EXCERPTED PASSAGE START

RAG Fundamentals Deep Dive
View Diagram: Vector Embedding Process
Figure 1: How text is converted to vector embeddings for RAG retrieval
Table of Contents
- Table of Contents
- Traditional LLMs and Their Limitations
- Information Retrieval Basics
- Embedding Models and Representation Learning
- Vector Databases and Similarity Search
- Fine-Tuning vs. RAG Trade-Offs
- Evaluation Metrics for RAG Systems
- RAG Components and Data Flow
- Practical RAG Components and Tools
- Best Practices
- Next Steps
Traditional LLMs and Their Limitations
How LLMs Work
Large Language Models are neural networks trained on massive text corpora to predict the next word in a sequence.
Training Process:
- Ingest billions of words from internet, books, code
- Learn patterns, grammar, facts, reasoning
- Generate coherent, contextual responses
Strengths:
- General knowledge across many domains
- Strong language understanding
- Creative text generation
- Code generation and explanation
Key Limitations
1. Knowledge Cutoff:
- Training data has a cutoff date (e.g., September 2021)
- No awareness of events after training
- Cannot access proprietary organizational data
2. Hallucinations:
- May generate plausible but false information
- Confident incorrect answers
- No way to verify claims without external validation
3. Lack of Source Attribution:
- Cannot cite sources for information
- Difficult to verify accuracy
- No audit trail
4. Static Knowledge:
- Knowledge frozen at training time
- Cannot be easily updated
- Retraining is expensive ($millions)
5. Context Window Limitations:
- Limited context size (4K-32K tokens typical)
- Cannot process entire large documents
- Loses context in long conversations
Information Retrieval Basics
What is Information Retrieval?
Process of finding relevant documents from a collection based on a query.

EXCERPTED PASSAGE END
SUPPLIED ENTRIES START

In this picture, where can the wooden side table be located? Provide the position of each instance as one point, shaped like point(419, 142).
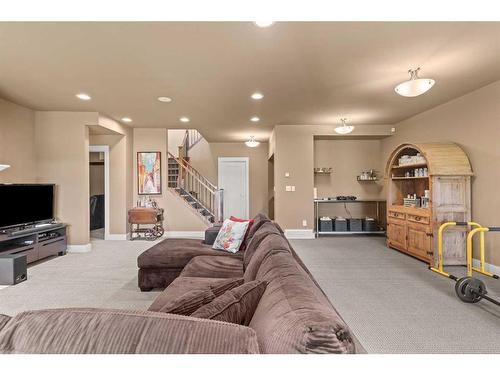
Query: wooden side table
point(152, 217)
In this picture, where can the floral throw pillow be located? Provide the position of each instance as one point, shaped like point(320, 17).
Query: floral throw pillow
point(230, 236)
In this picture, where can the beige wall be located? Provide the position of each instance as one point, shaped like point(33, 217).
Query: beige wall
point(294, 154)
point(175, 138)
point(178, 216)
point(348, 158)
point(473, 122)
point(204, 157)
point(62, 154)
point(17, 142)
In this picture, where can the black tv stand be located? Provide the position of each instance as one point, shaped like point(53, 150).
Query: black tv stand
point(36, 241)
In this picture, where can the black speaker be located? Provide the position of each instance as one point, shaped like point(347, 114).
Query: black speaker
point(13, 269)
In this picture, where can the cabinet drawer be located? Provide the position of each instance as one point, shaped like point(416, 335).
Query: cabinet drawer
point(31, 254)
point(418, 219)
point(396, 215)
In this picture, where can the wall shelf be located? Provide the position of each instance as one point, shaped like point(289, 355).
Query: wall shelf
point(409, 166)
point(366, 179)
point(409, 178)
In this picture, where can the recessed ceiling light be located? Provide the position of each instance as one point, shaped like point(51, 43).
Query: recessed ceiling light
point(252, 142)
point(264, 23)
point(165, 99)
point(257, 96)
point(344, 129)
point(83, 96)
point(415, 86)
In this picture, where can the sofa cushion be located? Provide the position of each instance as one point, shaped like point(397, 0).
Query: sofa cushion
point(188, 303)
point(236, 305)
point(245, 239)
point(210, 266)
point(272, 243)
point(231, 236)
point(259, 220)
point(183, 285)
point(293, 316)
point(3, 320)
point(265, 229)
point(176, 253)
point(99, 331)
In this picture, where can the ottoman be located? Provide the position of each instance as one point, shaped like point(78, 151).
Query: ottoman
point(161, 264)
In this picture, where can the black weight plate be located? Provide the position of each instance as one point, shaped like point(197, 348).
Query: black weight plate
point(465, 288)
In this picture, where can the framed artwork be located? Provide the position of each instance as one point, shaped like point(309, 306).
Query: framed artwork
point(149, 172)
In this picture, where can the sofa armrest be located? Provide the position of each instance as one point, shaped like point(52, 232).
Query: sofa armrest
point(103, 331)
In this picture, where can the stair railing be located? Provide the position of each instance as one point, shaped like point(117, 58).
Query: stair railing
point(197, 185)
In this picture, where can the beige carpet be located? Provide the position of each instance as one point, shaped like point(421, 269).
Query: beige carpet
point(104, 277)
point(391, 301)
point(394, 304)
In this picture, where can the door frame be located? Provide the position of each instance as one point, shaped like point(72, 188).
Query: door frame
point(246, 160)
point(105, 150)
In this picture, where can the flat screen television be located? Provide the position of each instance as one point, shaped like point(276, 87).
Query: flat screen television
point(23, 204)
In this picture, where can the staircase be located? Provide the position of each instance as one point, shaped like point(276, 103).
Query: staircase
point(195, 189)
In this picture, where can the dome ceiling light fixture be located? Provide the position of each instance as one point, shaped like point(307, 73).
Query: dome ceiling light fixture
point(252, 142)
point(257, 96)
point(344, 129)
point(264, 23)
point(165, 99)
point(414, 86)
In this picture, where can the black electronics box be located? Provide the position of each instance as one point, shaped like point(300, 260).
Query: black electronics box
point(13, 269)
point(355, 225)
point(370, 225)
point(340, 225)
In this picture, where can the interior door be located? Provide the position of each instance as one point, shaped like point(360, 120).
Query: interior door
point(233, 178)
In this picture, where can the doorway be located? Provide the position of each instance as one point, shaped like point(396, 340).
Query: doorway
point(99, 192)
point(233, 175)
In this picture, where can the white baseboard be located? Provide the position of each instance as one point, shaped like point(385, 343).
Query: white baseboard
point(184, 234)
point(487, 266)
point(79, 248)
point(117, 237)
point(299, 234)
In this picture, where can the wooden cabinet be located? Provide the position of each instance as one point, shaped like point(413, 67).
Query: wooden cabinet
point(413, 230)
point(396, 234)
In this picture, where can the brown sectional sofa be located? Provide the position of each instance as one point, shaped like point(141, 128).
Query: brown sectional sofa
point(292, 316)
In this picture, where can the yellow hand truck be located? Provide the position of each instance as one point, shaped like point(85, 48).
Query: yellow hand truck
point(442, 228)
point(468, 288)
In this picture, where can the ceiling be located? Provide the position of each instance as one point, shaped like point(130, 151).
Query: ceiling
point(309, 72)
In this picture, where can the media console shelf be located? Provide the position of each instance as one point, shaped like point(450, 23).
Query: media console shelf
point(35, 242)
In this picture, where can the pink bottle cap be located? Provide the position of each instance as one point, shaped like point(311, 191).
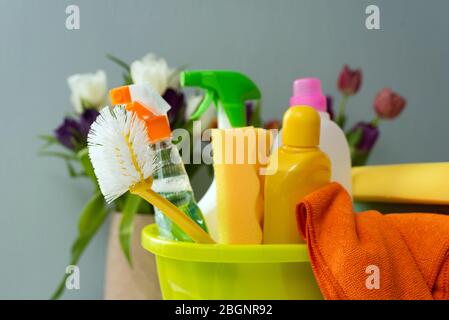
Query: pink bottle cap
point(307, 91)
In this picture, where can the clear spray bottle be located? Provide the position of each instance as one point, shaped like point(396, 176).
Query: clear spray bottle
point(170, 179)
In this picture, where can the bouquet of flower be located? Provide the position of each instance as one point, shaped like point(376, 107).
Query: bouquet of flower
point(363, 135)
point(69, 142)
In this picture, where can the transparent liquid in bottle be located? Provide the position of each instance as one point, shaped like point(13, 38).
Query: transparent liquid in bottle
point(171, 181)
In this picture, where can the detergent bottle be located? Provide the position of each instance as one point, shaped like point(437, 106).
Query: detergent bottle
point(307, 91)
point(299, 167)
point(228, 91)
point(169, 178)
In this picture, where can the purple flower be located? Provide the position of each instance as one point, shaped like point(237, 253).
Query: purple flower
point(69, 133)
point(176, 100)
point(73, 133)
point(86, 120)
point(368, 135)
point(249, 112)
point(330, 106)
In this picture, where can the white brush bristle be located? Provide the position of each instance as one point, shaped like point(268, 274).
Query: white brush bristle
point(118, 142)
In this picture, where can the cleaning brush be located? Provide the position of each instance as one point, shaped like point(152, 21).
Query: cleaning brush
point(122, 161)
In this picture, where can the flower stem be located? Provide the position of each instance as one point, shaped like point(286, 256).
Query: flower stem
point(375, 122)
point(341, 110)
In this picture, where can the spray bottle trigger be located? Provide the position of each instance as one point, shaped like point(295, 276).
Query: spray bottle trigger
point(209, 97)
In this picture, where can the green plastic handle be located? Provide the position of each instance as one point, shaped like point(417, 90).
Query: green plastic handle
point(209, 96)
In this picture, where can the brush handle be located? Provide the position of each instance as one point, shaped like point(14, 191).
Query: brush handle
point(193, 230)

SUPPLIED ENTRIES END

PROBLEM DETAILS:
In the RAG fundamentals page:
(a) What example training-data cutoff date does it give?
(b) What context size does it call typical?
(c) How does it define information retrieval?

RESPONSE TO THE TASK:
(a) September 2021
(b) 4K-32K tokens
(c) The process of finding relevant documents from a collection based on a query